*PASSAGE PROVIDED*

<<<<

Market News & Analysis


Top Story

Pound Weakness and Trade Optimism Lifts FTSE

FTSE has kicked off trading on the front foot amid growing optimism over the signing of the US -China phase one trade deal on 15th January and on the back of a weaker pound, pushing below $1.30.

UK economy contracts
The pound was already softer heading into the new week. However, dismal GDP data has since fuelled the selloff in sterling. GDP printed at -0.3% in November, well below October's 0% and short of expectations, as manufacturing proved to be the biggest drag on the economy. Following Mark Carney’s dovish comments at the end of last week pound traders are upping bets of a rate cut from the central bank. With no further clarity on a Brexit due for many months, the outlook for 2020 looks weak at best and a recession in the UK shouldn't be ruled out.

Trade deal optimism
This week’s signing of the US – China trade deal has boosted sentiment across the globe. Investors will pour over the 86-page document for more details on the deal.  Traders will be keen to understand the next steps for phase two, although Trump has already said that this could be after the US elections.

>>>>

*TASKS TO PERFORM*
1) Could you recast every line of the entries below as a numbered list, leaving out any blank lines?
2) Could you extend the market report on the FTSE, the pound, and the US–China trade deal, picking up after its final sentence?
The market report above has no connection to the entries that come after it.

*DATASET RECORDS*
<<<<

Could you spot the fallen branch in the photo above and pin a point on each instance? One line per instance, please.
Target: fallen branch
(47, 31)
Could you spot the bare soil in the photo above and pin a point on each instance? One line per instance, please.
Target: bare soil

>>>>

*RESULTS OF THE TASKS*
1)
1. Could you spot the fallen branch in the photo above and pin a point on each instance? One line per instance, please.
2. Target: fallen branch
3. (47, 31)
4. Could you spot the bare soil in the photo above and pin a point on each instance? One line per instance, please.
5. Target: bare soil

2)
Geopolitical risk between US and Iran has eased helping boost the mod towards riskier assets. After 6% losses across the previous week, crude oil is consolidating losses below $60 per barrel.

Levels to watch: 
The FTSE is up 0.5% at 7630, approaching its 5-month high. Trading above its 50, 100 and 200 sma to chart is clearly bullish.
Resistance can be seen at 7676 (Dec 27th high), before opening the door to 7730 (July 30th high).
On the downside support stands at 7450 (Jan 8th low) prior to 7408 (50 sma).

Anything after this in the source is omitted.